Vos consignes
[a] Traduisez en anglais cette phrase du texte sur la naissance du Web : « Il est autorisé à mener à bien son projet. »
[b] Réécrivez le passage du texte sur la naissance du Web qui commence à « S’il est né » et se termine à « de notre quotidien. », en changeant « Cern » en « CERN ».
[c] Poursuivez le texte sur la naissance du Web après sa dernière phrase.

S’il est né en 1989, le Web est entré dans nos vies le 30 avril 1993, jour où le Cern, l’Organisation européenne pour la recherche nucléaire qui l’a mis au point, décida d’en déposer le code dans le domaine public. Ce faisant, ses concepteurs espéraient offrir à tous un outil de partage des connaissances protégé des pouvoirs économiques et politiques. Un projet révolutionnaire qui s’est depuis pris les pieds dans la Toile.

Les plus jeunes ne l’imaginent même pas et leurs aînés l’ont probablement oublié, mais, il y a très longtemps, le monde a existé sans le Web, son avatar numérique qui fait maintenant partie de notre quotidien.

Ce qui va en grande partie changer la donne est la décision prise le 30 avril 1993 par le Cern, l’Organisation européenne pour la recherche nucléaire, de rendre gratuits et accessibles le code et les technologies développés en son sein : ceux du World Wide Web, qui passe ainsi dans le domaine public. À partir de cette date, les sites vont se multiplier, passant de 200 fin 1993 à plus de 2 millions en 1998, les navigateurs vont devenir peu à peu des outils banals et les liens hypertextes les chemins empruntés par les internautes que nous sommes. (...)

Que vient faire la recherche nucléaire dans cette histoire ? Le Cern produit une somme gigantesque de connaissances sous la forme de rapports, de publications, de notes internes et de documentation complexe. Pour cette masse, qui est un enjeu constant car elle demande à être organisée, communiquée, actualisée, l’ordinateur semble ouvrir de nouveaux horizons.

C’est dans cet esprit que Tim Berners-Lee et Robert Cailliau travaillent, durant les années 1980, à moderniser la gestion et l’accès à la documentation du Cern. Au cœur de leur réflexion se trouve un concept appelé à une certaine célébrité : l’hypertexte. (...)

Ted Nelson, l’inventeur du terme, pense que cette manière d’interagir avec les connaissances représente une rupture dans l’histoire du savoir. Il n’a pas tout à fait tort. (...)

Durant les années 1980, l’hypertexte trouve des applications diverses, dont la plus célèbre est le logiciel Hypercard d’Apple, qui permet de créer des groupes de fiches sur son ordinateur pour gérer des informations reliées entre elles par des liens hypertextes. Les collectionneurs trouvent de quoi assouvir leur obsession du classement et les listes de toute nature prennent une nouvelle dimension avec la facilité qu’offrent ces liens pour passer d’une fiche à l’autre (...)

Robert Cailliau et Tim Berners-Lee l’utilisent pour concevoir, à la fin des années 1980, les principes d’un ensemble de « sites » qui regroupent des « pages » reliées entre elles par des liens. Le 12 mars 1989, Berners-Lee rend un rapport, intitulé « Information Management : a Proposal » (« Gestion de l’information : une proposition »), qui décrit l’agencement de ces différents concepts et le bénéfice que le Cern pourrait en tirer. Il est autorisé à mener à bien son projet.

Trente ans plus tard, Internet et Web sont devenus des synonymes : on va sur « Internet » ou sur le « Web ». (...)

Données brutes
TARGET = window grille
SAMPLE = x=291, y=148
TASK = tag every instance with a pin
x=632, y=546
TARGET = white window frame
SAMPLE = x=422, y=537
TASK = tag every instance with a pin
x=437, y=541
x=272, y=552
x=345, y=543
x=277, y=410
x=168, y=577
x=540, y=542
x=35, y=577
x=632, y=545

...

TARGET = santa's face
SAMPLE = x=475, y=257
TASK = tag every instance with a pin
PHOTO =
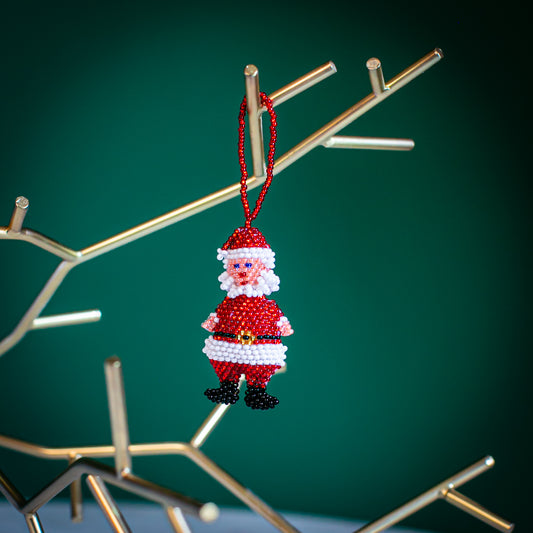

Réponses par consigne
[a] He is authorized to carry out his project.

[b]
S’il est né en 1989, le Web est entré dans nos vies le 30 avril 1993, jour où le CERN, l’Organisation européenne pour la recherche nucléaire qui l’a mis au point, décida d’en déposer le code dans le domaine public. Ce faisant, ses concepteurs espéraient offrir à tous un outil de partage des connaissances protégé des pouvoirs économiques et politiques. Un projet révolutionnaire qui s’est depuis pris les pieds dans la Toile.

Les plus jeunes ne l’imaginent même pas et leurs aînés l’ont probablement oublié, mais, il y a très longtemps, le monde a existé sans le Web, son avatar numérique qui fait maintenant partie de notre quotidien.

[c]
le « réseau des réseaux » s’est affirmé dans la communauté des informaticiens comme un fabuleux outil de partage de données depuis sa naissance californienne, à la toute fin des années 1960.

En effet, la première connexion entre deux machines de constructeurs différents est réalisée au sein du projet Arpanet (Advanced Research Projects Agency Network) en 1969, (...)

Durant les années 1970, avec l’augmentation du nombre des liaisons à Arpanet, y compris hors des États-Unis, le terme « Internet » s’impose peu à peu pour désigner ce réseau des réseaux devenu mondial. Au milieu des années 1980, comme utiliser Internet demande une solide compétence, ne serait-ce que pour échanger des messages, sa diffusion, y compris dans les communautés scientifiques, est encore modeste. (...)

En 1989 et 1990, les travaux de Cailliau et Berners-Lee sont remarquables, mais les efforts de développement pour que le Web se diffuse largement sont hors de portée de la petite équipe du Cern. Il faut programmer des navigateurs pour accéder aux ressources, que les sites se multiplient et que des standards s’établissent pour maintenir la compatibilité avec les évolutions futures.

C’est la raison pour laquelle le Cern décide, le 30 avril 1993, de rendre les travaux de Berners-Lee gratuits, accessibles et utilisables par quiconque souhaite les poursuivre. (...)

Fêter les 30 ans du Web en 2019 ou en 2023 ne revêt donc pas la même signification. Pour l’historien, cela renvoie à deux récits, compatibles mais différents, de leur histoire. (...)

En 2023, il est pourtant légitime de s’interroger sur la faillite relative d’un tel projet : ne fêtons-nous pas un Web moribond, et que reste-t-il des ambitions originelles de Tim Berners-Lee ? Quand Google propose en 1998 d’« organiser » le Web grâce à son moteur de recherche, un marché publicitaire sans précédent se développe en ligne : les entreprises acquièrent de la visibilité pour leurs produits en achetant des mots-clés afin que leur site apparaisse dans les résultats de recherche des internautes. En se constituant en véritable porte d’entrée sur le Web, l’entreprise aujourd’hui appelée Alphabet établit une relation de dépendance entre un outil et ses usagers, pour imposer ses annonces et s’établir comme la plus profitable régie publicitaire de tous les temps. (...)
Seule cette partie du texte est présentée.